*Exercise objective*
Pull every line holding the string "pixel" from the records below.

*Data provided*
□ □ □ □

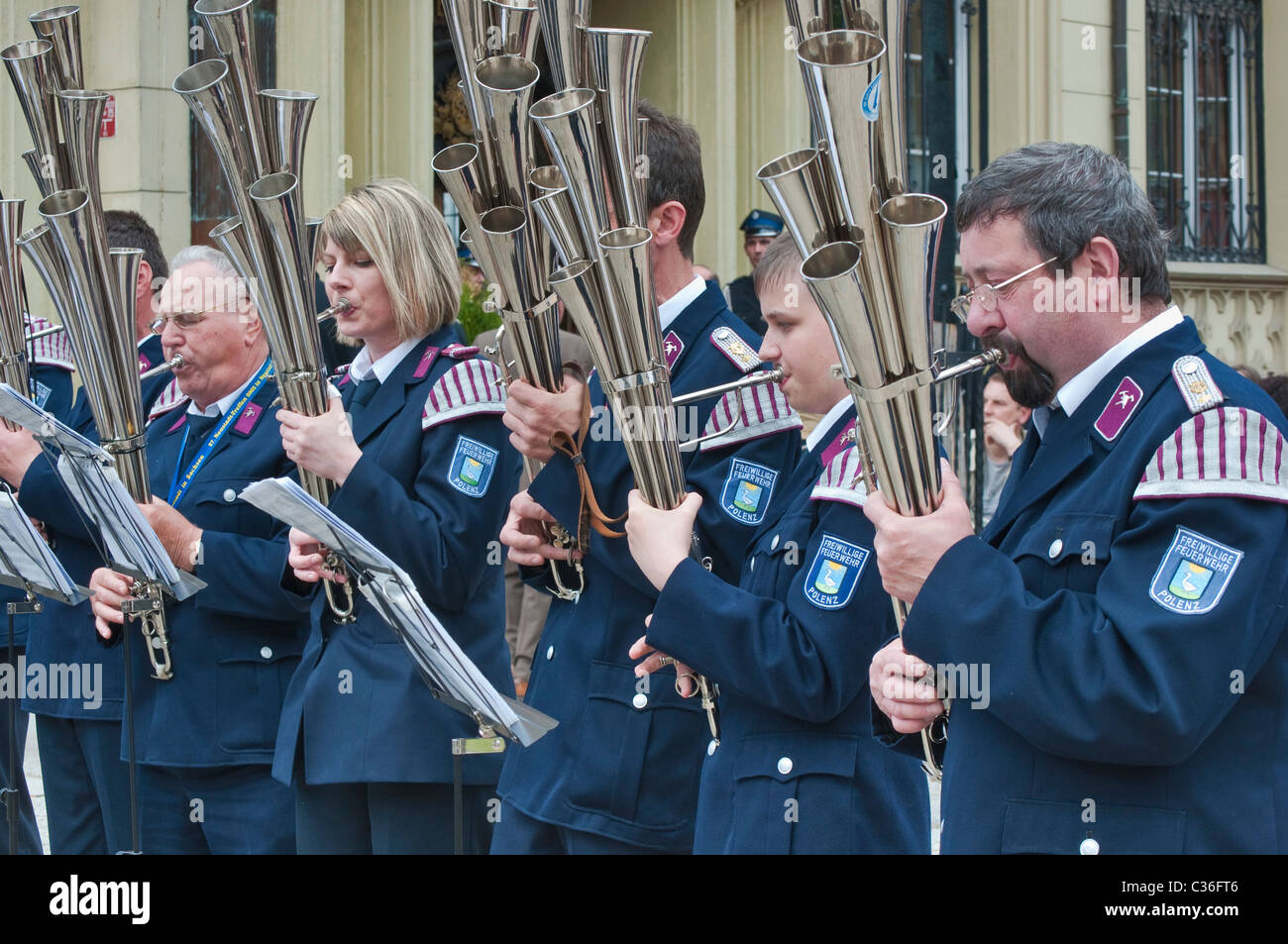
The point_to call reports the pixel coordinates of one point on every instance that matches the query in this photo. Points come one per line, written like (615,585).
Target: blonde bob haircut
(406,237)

□ □ □ □

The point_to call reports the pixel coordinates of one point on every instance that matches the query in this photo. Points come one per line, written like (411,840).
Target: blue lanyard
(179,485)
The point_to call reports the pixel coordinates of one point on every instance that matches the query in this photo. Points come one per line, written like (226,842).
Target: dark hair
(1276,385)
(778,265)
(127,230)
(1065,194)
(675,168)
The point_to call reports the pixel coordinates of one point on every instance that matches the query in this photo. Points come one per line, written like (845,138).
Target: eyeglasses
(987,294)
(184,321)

□ □ □ □

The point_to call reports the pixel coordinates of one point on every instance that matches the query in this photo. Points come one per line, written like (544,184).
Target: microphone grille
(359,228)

□ □ □ □

*Task response*
The point_to call reports the pixel coordinates of one point on every instance that matches the query in this photo. Points come one per line, written like (615,585).
The point_to call reports the pixel coordinates of one point on every instance that matches the query in this photo. Points come one per line, written like (411,840).
The point_to call reports the pixel coordinates of one point on every instance that matches the query in this photo. Points come one per line, written like (226,842).
The point_to call reports the pixel coordinates of one point on every instance that matches the query in this photo. Points come one per line, written like (845,138).
The point_to call reports the pixel coordinates of one point on every instance that matches the query in this photo. Points come one per line, written like (544,184).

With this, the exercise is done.